Point-based annotation data
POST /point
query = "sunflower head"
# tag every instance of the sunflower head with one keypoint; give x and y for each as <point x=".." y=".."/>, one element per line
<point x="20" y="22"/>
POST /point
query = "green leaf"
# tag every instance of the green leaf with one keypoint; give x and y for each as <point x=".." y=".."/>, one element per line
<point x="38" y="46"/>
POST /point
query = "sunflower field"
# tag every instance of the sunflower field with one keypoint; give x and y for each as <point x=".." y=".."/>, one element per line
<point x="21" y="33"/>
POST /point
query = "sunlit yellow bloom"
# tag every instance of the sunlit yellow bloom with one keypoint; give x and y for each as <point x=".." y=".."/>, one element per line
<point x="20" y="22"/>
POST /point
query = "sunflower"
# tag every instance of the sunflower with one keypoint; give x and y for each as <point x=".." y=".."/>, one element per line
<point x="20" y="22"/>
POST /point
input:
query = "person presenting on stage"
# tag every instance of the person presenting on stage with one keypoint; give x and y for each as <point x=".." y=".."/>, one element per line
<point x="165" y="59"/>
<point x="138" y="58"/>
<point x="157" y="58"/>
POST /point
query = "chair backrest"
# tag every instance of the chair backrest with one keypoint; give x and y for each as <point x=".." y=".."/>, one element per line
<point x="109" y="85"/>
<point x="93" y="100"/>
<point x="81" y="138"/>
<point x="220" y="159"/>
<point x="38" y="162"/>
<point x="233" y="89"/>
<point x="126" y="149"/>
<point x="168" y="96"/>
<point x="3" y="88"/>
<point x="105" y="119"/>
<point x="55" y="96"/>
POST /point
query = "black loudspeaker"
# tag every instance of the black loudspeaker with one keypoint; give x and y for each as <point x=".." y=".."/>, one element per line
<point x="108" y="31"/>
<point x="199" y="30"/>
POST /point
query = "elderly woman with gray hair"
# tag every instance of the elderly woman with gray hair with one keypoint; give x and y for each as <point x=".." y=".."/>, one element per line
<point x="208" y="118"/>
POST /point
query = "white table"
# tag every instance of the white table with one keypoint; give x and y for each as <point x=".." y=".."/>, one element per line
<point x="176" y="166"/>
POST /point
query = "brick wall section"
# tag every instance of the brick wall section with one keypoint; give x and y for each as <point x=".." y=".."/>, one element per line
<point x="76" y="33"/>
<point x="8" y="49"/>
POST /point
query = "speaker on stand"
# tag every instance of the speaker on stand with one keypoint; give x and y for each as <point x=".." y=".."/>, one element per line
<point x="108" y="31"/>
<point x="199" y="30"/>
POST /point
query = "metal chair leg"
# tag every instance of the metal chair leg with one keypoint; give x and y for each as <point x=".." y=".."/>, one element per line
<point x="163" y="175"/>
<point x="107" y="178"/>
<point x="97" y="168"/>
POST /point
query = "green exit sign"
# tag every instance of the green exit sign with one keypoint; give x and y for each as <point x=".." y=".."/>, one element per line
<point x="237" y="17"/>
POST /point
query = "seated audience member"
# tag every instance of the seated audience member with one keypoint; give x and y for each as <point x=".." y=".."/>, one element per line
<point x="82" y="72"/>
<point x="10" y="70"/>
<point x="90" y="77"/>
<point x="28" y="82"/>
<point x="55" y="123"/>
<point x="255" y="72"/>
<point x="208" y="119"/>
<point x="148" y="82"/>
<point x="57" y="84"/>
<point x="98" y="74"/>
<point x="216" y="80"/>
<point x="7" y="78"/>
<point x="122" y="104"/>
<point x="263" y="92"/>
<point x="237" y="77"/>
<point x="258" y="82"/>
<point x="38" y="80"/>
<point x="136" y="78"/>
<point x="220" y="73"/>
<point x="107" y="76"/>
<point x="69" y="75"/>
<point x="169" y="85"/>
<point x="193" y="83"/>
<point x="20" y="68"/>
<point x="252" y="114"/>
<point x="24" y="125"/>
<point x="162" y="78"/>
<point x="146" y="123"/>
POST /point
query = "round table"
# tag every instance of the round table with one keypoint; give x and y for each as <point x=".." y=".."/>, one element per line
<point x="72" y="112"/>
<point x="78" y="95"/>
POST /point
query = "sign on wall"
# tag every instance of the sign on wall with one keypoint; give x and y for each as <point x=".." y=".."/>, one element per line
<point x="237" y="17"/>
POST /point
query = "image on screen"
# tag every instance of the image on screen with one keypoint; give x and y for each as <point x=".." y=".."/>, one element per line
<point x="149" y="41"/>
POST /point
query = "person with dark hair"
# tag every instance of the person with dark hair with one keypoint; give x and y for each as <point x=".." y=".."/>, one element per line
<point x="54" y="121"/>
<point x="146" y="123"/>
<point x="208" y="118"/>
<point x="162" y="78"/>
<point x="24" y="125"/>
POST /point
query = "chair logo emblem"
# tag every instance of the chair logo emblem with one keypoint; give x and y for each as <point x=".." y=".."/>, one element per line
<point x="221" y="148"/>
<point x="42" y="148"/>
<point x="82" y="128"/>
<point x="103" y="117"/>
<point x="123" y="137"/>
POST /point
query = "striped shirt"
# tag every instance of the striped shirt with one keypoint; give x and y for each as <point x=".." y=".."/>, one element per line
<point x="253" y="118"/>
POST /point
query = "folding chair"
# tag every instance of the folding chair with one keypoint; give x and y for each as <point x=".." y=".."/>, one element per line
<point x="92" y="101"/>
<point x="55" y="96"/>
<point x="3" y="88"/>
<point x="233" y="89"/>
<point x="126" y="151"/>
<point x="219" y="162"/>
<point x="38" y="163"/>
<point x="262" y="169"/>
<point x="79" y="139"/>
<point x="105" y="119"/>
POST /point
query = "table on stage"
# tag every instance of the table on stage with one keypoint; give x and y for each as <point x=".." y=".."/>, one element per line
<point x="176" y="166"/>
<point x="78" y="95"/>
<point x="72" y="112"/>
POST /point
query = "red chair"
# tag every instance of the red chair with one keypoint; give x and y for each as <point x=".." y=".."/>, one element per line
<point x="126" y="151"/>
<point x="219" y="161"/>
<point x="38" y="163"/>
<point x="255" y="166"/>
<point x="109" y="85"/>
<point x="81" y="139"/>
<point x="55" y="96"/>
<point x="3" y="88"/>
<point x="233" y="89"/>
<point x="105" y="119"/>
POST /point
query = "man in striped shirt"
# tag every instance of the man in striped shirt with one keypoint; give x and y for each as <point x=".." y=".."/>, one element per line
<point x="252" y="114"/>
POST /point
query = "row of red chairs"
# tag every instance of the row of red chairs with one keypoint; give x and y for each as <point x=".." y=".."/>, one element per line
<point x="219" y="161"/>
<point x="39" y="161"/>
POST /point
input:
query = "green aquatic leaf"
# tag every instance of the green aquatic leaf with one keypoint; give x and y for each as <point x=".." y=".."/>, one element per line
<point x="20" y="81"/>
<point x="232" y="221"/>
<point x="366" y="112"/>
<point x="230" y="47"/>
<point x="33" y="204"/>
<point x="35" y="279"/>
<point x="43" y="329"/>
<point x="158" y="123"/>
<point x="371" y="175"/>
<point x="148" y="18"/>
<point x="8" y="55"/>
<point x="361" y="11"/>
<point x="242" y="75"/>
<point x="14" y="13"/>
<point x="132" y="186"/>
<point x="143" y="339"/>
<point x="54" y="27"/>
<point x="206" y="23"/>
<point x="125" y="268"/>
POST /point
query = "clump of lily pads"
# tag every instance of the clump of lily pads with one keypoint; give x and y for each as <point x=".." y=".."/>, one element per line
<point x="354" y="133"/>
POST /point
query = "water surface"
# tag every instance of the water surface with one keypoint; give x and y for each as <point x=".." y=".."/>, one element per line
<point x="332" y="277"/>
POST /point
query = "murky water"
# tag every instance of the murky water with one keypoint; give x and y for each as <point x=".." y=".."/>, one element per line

• [Description of the task]:
From the preceding material, extract every line exactly.

• [Result of the task]:
POST /point
query = "sunflower head"
# tag every instance of the sunflower head with one keypoint; give x and y for each as <point x=".." y=".."/>, one element per line
<point x="20" y="22"/>
POST /point
query = "green leaf"
# tag every instance of the green leaf with one keypoint; give x and y for each as <point x=".." y=".."/>, one element per line
<point x="38" y="46"/>
POST /point
query = "sunflower field"
# tag every instance of the sunflower field with one keypoint; give x and y for each as <point x=".." y=".."/>, one element per line
<point x="21" y="33"/>
POST /point
query = "sunlit yellow bloom"
# tag every instance of the sunlit yellow bloom with one keypoint; give x and y for each as <point x=".." y=".."/>, one element per line
<point x="20" y="22"/>
POST /point
query = "sunflower"
# tag every instance of the sunflower with one keypoint; give x and y for each as <point x=".." y=".."/>, one element per line
<point x="20" y="22"/>
POST /point
input:
query = "person presenting on stage"
# tag every instance of the person presenting on stage with one keypoint; give x and y for each as <point x=".." y=".."/>, one element per line
<point x="165" y="59"/>
<point x="138" y="58"/>
<point x="157" y="58"/>
POST /point
query = "chair backrest"
# tag every instance of the chair backrest with one keypoint; give x and y for each as <point x=".." y=".."/>, one element per line
<point x="109" y="85"/>
<point x="93" y="100"/>
<point x="81" y="138"/>
<point x="220" y="159"/>
<point x="38" y="162"/>
<point x="233" y="89"/>
<point x="126" y="149"/>
<point x="168" y="96"/>
<point x="3" y="88"/>
<point x="105" y="119"/>
<point x="55" y="96"/>
POST /point
query = "black loudspeaker"
# tag every instance of the black loudspeaker with one keypoint; give x and y for each as <point x=".." y=".."/>, one element per line
<point x="108" y="31"/>
<point x="199" y="30"/>
POST /point
query = "elderly woman with gray hair"
# tag every instance of the elderly woman with gray hair with one keypoint; give x and y for each as <point x=".." y=".."/>, one element per line
<point x="208" y="118"/>
POST /point
query = "white table"
# tag every instance of the white table with one keypoint; give x and y for each as <point x=".." y=".."/>, one element per line
<point x="176" y="166"/>
POST /point
query = "brick wall section"
# tag every instance of the brick wall section with one keypoint; give x and y for each as <point x=".." y=".."/>, one element per line
<point x="76" y="33"/>
<point x="8" y="49"/>
POST /point
query = "speaker on stand"
# tag every instance of the speaker on stand with one keypoint; give x and y for each as <point x=".." y=".."/>, one element per line
<point x="108" y="31"/>
<point x="199" y="30"/>
POST /point
query = "metal chair leg"
# tag every instance of the metal chair leg with one keypoint; give x and y for each as <point x=".." y=".."/>, one element per line
<point x="163" y="175"/>
<point x="107" y="178"/>
<point x="97" y="168"/>
POST /point
query = "green exit sign"
# tag every instance of the green exit sign with one keypoint; give x and y for each as <point x=".." y=".."/>, one element per line
<point x="237" y="17"/>
POST /point
query = "seated audience member"
# tag every instance of the seated audience member with one keypoint; give x and y for each as <point x=".." y=".."/>, one element per line
<point x="82" y="72"/>
<point x="10" y="70"/>
<point x="90" y="77"/>
<point x="28" y="82"/>
<point x="55" y="123"/>
<point x="255" y="72"/>
<point x="208" y="119"/>
<point x="148" y="82"/>
<point x="57" y="84"/>
<point x="98" y="74"/>
<point x="216" y="80"/>
<point x="7" y="78"/>
<point x="122" y="104"/>
<point x="263" y="92"/>
<point x="237" y="77"/>
<point x="258" y="82"/>
<point x="38" y="80"/>
<point x="136" y="78"/>
<point x="220" y="73"/>
<point x="107" y="76"/>
<point x="69" y="75"/>
<point x="169" y="85"/>
<point x="193" y="83"/>
<point x="20" y="68"/>
<point x="252" y="114"/>
<point x="24" y="125"/>
<point x="162" y="78"/>
<point x="146" y="123"/>
POST /point
query = "round table"
# tag every instance of the round table with one keypoint; give x and y for each as <point x=".." y=".."/>, one element per line
<point x="72" y="112"/>
<point x="78" y="95"/>
POST /point
query = "sign on wall"
# tag every instance of the sign on wall with one keypoint; give x and y for each as <point x=".." y=".."/>, one element per line
<point x="237" y="17"/>
POST /point
query = "image on screen"
# tag every instance of the image on screen with one keypoint; give x and y for each as <point x=".." y=".."/>, one element per line
<point x="149" y="41"/>
POST /point
query = "person with dark hair"
# tag every instance of the person with dark hair with one keypoint; give x and y for each as <point x=".." y=".."/>, one element per line
<point x="54" y="121"/>
<point x="146" y="123"/>
<point x="208" y="118"/>
<point x="162" y="78"/>
<point x="24" y="125"/>
POST /point
query = "chair logo emblem"
# tag every instance of the chair logo emblem with one keypoint; give x and y for each as <point x=".." y=".."/>, one element per line
<point x="221" y="148"/>
<point x="42" y="148"/>
<point x="82" y="128"/>
<point x="103" y="117"/>
<point x="123" y="137"/>
POST /point
query = "striped shirt"
# tag every instance of the striped shirt with one keypoint; give x and y for each as <point x=".." y=".."/>, one element per line
<point x="253" y="118"/>
POST /point
query = "folding chair"
# tag every instance of the folding chair with one keypoint; give x and y for each as <point x=".." y=".."/>, one element per line
<point x="92" y="101"/>
<point x="55" y="96"/>
<point x="3" y="88"/>
<point x="233" y="89"/>
<point x="126" y="151"/>
<point x="219" y="162"/>
<point x="38" y="163"/>
<point x="262" y="169"/>
<point x="79" y="139"/>
<point x="105" y="119"/>
POST /point
query = "table on stage"
# tag every instance of the table on stage with one keypoint; give x and y for each as <point x=".." y=".."/>, one element per line
<point x="176" y="166"/>
<point x="78" y="95"/>
<point x="72" y="112"/>
POST /point
query = "red chair"
# tag every instance of the red chair with one keypoint; give x and y for each as <point x=".." y=".."/>, one element per line
<point x="126" y="151"/>
<point x="219" y="161"/>
<point x="38" y="163"/>
<point x="255" y="166"/>
<point x="109" y="85"/>
<point x="81" y="139"/>
<point x="55" y="96"/>
<point x="3" y="88"/>
<point x="233" y="89"/>
<point x="105" y="119"/>
POST /point
query = "man in striped shirt"
# tag every instance of the man in striped shirt with one keypoint; give x and y for each as <point x=".." y=".."/>, one element per line
<point x="252" y="114"/>
POST /point
query = "row of red chairs"
# tag every instance of the row of red chairs with one keypoint; give x and y for each as <point x=".." y=".."/>, one element per line
<point x="219" y="161"/>
<point x="39" y="161"/>
POST /point
input:
query = "green aquatic leaf"
# tag every instance of the green aquatic leaf with one keypoint; give x and y for each as <point x=".." y=".."/>, one element per line
<point x="20" y="81"/>
<point x="232" y="221"/>
<point x="366" y="112"/>
<point x="230" y="47"/>
<point x="33" y="204"/>
<point x="35" y="279"/>
<point x="43" y="329"/>
<point x="158" y="123"/>
<point x="371" y="175"/>
<point x="148" y="18"/>
<point x="8" y="55"/>
<point x="361" y="11"/>
<point x="242" y="75"/>
<point x="14" y="13"/>
<point x="132" y="186"/>
<point x="143" y="339"/>
<point x="54" y="27"/>
<point x="206" y="23"/>
<point x="125" y="268"/>
POST /point
query = "clump of lily pads"
# tag every instance of the clump of lily pads with one keypoint; give x and y for each as <point x=".." y=".."/>, one element per line
<point x="354" y="133"/>
POST /point
query = "water surface"
# tag every instance of the water surface with one keypoint; give x and y for each as <point x=".." y=".."/>, one element per line
<point x="332" y="277"/>
POST /point
query = "murky water"
# tag every instance of the murky water with one keypoint; give x and y for each as <point x=".." y=".."/>, one element per line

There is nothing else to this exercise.